Exercise prompt
Please find each line in the entries below that contains the word "target", and copy those lines out.
begin Extracted information
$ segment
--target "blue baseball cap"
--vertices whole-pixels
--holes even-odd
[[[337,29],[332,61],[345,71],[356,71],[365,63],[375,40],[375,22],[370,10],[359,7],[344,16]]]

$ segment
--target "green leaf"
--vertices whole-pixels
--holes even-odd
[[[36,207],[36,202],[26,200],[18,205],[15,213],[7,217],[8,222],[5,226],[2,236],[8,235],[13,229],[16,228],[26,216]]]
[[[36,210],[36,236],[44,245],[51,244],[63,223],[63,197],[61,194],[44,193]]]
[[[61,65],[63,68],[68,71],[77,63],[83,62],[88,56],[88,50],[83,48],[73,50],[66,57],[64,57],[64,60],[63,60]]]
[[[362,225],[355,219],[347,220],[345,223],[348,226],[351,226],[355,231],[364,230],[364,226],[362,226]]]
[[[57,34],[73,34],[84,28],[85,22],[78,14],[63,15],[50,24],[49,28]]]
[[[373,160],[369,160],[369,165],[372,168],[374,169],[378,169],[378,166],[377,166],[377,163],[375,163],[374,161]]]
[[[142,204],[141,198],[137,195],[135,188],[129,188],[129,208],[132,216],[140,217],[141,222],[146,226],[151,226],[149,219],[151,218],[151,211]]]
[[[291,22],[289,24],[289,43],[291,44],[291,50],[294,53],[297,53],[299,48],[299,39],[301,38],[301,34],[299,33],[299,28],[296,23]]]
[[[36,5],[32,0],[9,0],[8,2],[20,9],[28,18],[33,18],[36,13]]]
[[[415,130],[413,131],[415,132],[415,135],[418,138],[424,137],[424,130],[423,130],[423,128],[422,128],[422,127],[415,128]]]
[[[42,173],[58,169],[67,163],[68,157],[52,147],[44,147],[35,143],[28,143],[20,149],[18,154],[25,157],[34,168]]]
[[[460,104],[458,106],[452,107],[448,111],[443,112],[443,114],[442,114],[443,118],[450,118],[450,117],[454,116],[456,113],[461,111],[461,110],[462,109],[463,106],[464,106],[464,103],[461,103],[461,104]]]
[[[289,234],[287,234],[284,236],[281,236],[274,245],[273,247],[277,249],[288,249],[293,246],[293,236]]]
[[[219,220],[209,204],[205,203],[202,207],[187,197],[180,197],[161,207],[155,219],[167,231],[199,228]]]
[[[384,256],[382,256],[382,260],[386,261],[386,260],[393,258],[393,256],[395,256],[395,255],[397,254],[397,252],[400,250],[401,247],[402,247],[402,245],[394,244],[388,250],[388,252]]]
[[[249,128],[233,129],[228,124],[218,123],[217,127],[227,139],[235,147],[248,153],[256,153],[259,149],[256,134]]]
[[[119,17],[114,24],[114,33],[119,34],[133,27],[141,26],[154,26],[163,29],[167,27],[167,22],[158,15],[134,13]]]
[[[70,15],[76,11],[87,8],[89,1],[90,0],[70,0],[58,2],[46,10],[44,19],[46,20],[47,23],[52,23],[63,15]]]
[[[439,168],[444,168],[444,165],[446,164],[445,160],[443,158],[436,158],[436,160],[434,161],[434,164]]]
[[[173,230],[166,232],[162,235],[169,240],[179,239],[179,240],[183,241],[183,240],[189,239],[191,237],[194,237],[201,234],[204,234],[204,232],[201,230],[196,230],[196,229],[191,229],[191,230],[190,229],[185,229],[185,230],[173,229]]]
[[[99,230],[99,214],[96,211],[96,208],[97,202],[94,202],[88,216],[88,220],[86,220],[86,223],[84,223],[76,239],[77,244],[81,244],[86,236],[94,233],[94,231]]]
end Extracted information
Final result
--target "blue baseball cap"
--target "green leaf"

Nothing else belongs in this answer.